Thursday 8 December 2016

Media Quotes of the Week: From the journalists fighting arms with words to how Donald Trump's mastery of Twitter makes the media look dumb



Pic: Press Gazette
Abdalaziz Alhamza, a founder of the Syrian citizen journalists website Raqqa is Being Slaughtered Silently, accepting the Marie Colvin Award at the British Journalism Awards in London: “Our work shows that we can fight arms with words, and that ultimately is the only way to defeat them, and ISIS knows it. That is why it has killed many of our colleagues both in Syria and even outside of Syria. ISIS is afraid. It is afraid most of one idea: Liberty.”


Daniel Finkelstein in The Times [£] on populism: "The next stage in advancing populism is to attack anybody who challenges the exclusive right of the populist party to define or interpret the national interest. It is vital, for instance, to attack the mainstream media and use social media to communicate with people directly."


Andrew Phillips, Liberal Democrat, House of Lords, in a letter to the Guardian about the decline of magistrates courts: "Local newspaper reporting of cases, which used to be a considerable deterrent to crime, has largely dried up."



Dow Jones ceo Will Lewis interviewed in The Drum: “The digital advertising revenue that we (news organisations) had all been forecasting has been ‘half-inched’ by Facebook and Google. They have taken the money to advertise around our content. It’s wrong and it has to stop.”

Daily Mail in a leader: "It is no exaggeration to say that our judges have progressively assumed the role of the overtly political Supreme Court in Washington. But the crucial difference is that the American court’s judges are appointed only after intensive public scrutiny of their personal and political views. Ours, by contrast – all white, 91 per cent male, average age 68, nine from public schools and nine from Oxbridge – are selected by a cosy five-person ‘special commission’, out of public sight. That is why it is so essential for a free Press to subject judges – no less than politicians, civil servants or archbishops – to the scrutiny they would otherwise escape.Since judges are unaccountable, as former Tory leader Lord Howard QC puts it: ‘It’s of the utmost importance that the judiciary should not be immune from robust criticism.’ Though Remainers and the Left may hurl abuse at us, this paper, for one, will always take seriously our role as the Champions of the People."

▶ [DATA SECTION]:
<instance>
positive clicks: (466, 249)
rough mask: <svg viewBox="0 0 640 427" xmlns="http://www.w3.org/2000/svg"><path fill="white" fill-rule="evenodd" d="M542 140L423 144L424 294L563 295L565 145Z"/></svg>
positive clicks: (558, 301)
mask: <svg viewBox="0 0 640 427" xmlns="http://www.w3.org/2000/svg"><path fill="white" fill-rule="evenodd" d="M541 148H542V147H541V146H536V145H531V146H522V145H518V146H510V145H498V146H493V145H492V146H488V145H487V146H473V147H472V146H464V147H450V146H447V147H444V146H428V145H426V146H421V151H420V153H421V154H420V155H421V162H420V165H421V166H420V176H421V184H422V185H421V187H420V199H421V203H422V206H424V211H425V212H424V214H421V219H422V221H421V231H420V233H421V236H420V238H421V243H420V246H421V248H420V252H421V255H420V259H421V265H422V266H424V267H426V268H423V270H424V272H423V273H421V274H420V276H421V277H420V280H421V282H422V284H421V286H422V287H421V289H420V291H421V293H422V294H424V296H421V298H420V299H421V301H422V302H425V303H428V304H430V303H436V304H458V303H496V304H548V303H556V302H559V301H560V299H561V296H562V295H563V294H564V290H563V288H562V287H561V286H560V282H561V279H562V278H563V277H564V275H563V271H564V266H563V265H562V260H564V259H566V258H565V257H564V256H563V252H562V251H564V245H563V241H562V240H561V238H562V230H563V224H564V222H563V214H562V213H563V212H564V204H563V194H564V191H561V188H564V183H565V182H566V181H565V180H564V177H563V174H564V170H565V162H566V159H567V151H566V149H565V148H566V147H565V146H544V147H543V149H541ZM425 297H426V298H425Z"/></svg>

▶ [STUDY QUESTIONS]:
1. In the media quotes of the week, why does the Daily Mail leader say it is essential for a free Press to scrutinize judges? Answer in one to three sentences.
2. Write the next part of the media quotes of the week, starting after the Daily Mail leader's quote.

▶ [EXERCISE RESPONSES]:
1. The leader argues that British judges, unlike American Supreme Court judges appointed after intensive public scrutiny, are selected by a five-person "special commission" out of public sight and are unaccountable. Press scrutiny is therefore needed so they do not escape the examination applied to politicians, civil servants and archbishops.

2.
Paul Dacre, quoted by Press Gazette after standing down as chairman of the Editors' Code Committee: "I still have to pinch myself that we live in a country in which the Government’s press regulator is financed by Max Mosley and that papers who refuse to sign up to it will not only face punitive damages in libel courts but could be forced to pay a claimant’s costs even if the article concerned is entirely true and the paper wins its case. Which is why my contempt for those so-called liberals who insidiously conspire to manacle press freedom is only matched by my admiration for those in our industry who strive to preserve it."


Nick Cohen in the Observer" 'Progressive' politicians and the allegedly liberal celebs in Hacked Off profess to be Trump’s opponents. But they, too, find self-interested reasons to censor. The liberal-left hate the Mail and the Murdoch press for reasons I understand. They don’t care that the Guardian and Private Eye, which exposed the hacking scandal, along with every other decent news organisation, won’t submit to [Max] Mosley’s regulation either. Their desire to punish their enemies overrides basic liberal principles. More importantly, they lack the political imagination to realise how their own betrayals of liberalism will be exploited. Think of it. The state can license a plutocrat to establish a regulator. Publishers who refuse to co-operate will face costs they can’t afford to meet, even if what they write about a Russian oligarch, a New York property tycoon or a Turkish secret policeman is true. Wolfish strongmen all over the world will watch Britain’s experiment with punishing journalists for reporting accurately with fascination. As Trump has shown, we are their inspiration and their justification."


Piers Morgan on MailOnline on Donald Trump's use of Twitter: "As someone who also loves Twitter and has also been known to stir the pot with incendiary tweets to gain attention (‘We do it the same way!’ Trump chuckled on our phone call), I am in awe of his absolute mastery of the medium. I’m also flabbergasted at just how dumb much of the American media has been, and continues to be, in letting Trump play them in such an obvious way. Every time they throw their high-minded journalistic toys out of their strollers at one of his tweets, Trump wins. His brand thrives on the oxygen of TV coverage, newspaper headlines and the media’s faux outrage. It always has."